Stated task >>
Reproduce the listing below verbatim.

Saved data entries
|---|
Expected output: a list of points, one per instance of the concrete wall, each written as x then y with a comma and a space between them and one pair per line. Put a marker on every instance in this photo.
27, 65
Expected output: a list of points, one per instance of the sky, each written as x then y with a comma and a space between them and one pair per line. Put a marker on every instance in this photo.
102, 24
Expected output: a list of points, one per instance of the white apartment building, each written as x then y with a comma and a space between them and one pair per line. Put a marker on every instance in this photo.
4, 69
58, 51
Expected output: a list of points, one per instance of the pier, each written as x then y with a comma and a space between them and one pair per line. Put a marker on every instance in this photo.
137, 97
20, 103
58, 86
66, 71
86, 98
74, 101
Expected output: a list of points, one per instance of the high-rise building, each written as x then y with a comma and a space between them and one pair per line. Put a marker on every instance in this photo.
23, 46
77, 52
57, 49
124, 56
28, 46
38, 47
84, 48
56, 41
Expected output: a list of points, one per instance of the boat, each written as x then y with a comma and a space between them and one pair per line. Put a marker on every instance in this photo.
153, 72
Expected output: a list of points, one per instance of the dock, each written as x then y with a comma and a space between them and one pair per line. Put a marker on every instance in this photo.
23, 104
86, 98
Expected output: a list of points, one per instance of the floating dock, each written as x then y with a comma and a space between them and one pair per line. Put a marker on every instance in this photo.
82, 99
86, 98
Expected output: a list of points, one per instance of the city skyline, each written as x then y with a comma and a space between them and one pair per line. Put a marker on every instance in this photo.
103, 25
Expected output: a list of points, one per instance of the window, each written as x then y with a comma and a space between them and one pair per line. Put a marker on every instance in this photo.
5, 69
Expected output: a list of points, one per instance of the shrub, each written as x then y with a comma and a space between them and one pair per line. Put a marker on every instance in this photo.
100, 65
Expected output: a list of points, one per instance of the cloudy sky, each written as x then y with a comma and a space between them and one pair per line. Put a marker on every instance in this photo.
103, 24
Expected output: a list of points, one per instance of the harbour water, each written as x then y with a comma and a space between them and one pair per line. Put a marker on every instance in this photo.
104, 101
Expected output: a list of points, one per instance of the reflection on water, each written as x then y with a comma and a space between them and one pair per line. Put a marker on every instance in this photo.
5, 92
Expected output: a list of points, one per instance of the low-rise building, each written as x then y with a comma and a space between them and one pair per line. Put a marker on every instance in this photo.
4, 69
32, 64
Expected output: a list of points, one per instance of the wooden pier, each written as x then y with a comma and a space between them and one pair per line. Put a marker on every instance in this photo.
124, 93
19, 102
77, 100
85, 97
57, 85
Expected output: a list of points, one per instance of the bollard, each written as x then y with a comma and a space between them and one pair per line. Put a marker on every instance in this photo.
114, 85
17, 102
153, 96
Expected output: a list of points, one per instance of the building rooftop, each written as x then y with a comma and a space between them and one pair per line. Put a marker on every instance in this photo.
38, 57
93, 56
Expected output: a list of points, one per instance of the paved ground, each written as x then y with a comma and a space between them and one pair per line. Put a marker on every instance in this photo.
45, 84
|---|
Answer in full >>
Expected output: a list of points, one per instance of the concrete wall, each written as x then y with a comma and a space between them and one pair per line. Put a marker on every instance in this photo.
27, 65
Expected output: a list of points, one per instance of the sky, each written as x then y with a comma and a space between them and one pair per line. Put a marker on every instance in this photo.
102, 24
Expected output: a list of points, one per instance of the white apartment building, each written as x then y with a comma and a space between them and one pair per line. Put a marker on every instance in this photo.
4, 69
58, 51
Expected output: a list of points, one per instance of the pier, each written as x then y with a comma and a space between them and one pair per line. Put a marker on every instance in this photo.
137, 97
20, 103
58, 86
66, 71
86, 98
74, 101
Expected output: a list of points, one per instance of the high-rise building, each written as x then y with a comma and a space between them and one pair per line. Put a marker on every instance in this photo.
23, 46
77, 52
57, 49
124, 56
28, 46
38, 47
84, 48
56, 41
Expected output: a list of points, one per instance of the boat, each written as x then y with a comma and a space between them and one pair per line. Put a marker on every instance in this photo.
153, 72
Expected output: a list of points, one per instance of the dock, each written as x then y with a comma and a space between them and one pair per line. Put a marker on every instance in this photo.
23, 104
86, 98
Expected output: a list of points, one per instance of the floating dock, each written as x then y with a comma and a space between them and one pair per line. Put a marker on every instance in this photo.
82, 99
86, 98
Expected output: a list of points, one per instance of the city skyline, each written as x then y with a comma and a space between them and one pair per line. Put a marker on every instance in this photo.
103, 25
Expected output: a list of points, one per instance of the window, each written as x then y with a comma and a space between them and one pair per line. Put a marker on every instance in this photo.
5, 69
Expected output: a list of points, one per instance of the shrub, each written as x then y with a comma and a space between them and one pair per line. Put a marker on every instance in this photo.
100, 65
Expected output: a list of points, one per instance of the cloudy sky, each written as x then y with a comma and a space between them and one pair per line. Put a marker on every instance in this photo.
103, 24
Expected output: a list of points, one per instance of the harbour water, each written as x then y with a comma and a space between them and one pair per line. Put a marker on every instance in this photo.
104, 101
Expected output: a list of points, one per instance of the reflection on water, each written as x then y with a comma and a space between them and one pair per line. Put a marker on every instance in this photo.
5, 92
Expected output: a list of points, one per instance of the low-rise building, each written as x then y with a comma and a space between them and one pair per line. Put a marker on every instance in this photo.
4, 69
32, 64
Expected output: a list of points, one per instance of the wooden pier, each written as x then y with a comma and a space between them and one pair per line. Put a marker on every instance in this photo.
124, 93
19, 102
77, 100
85, 97
57, 85
Expected output: a list of points, one per instance of the bollard, each written as x then y with a comma and a space between them and one pair per line. Put a marker on every instance in this photo.
114, 85
17, 102
153, 96
Expected output: a list of points, one per instance of the building rooftop, each written as x then y with a comma and a space between them and one pair per line. Put a marker on every instance in this photo.
38, 57
93, 56
Expected output: a list of points, one per instance of the paved ground, each written as x then y with a comma and a space between them and one pair per line. Put a marker on every instance in this photo.
45, 84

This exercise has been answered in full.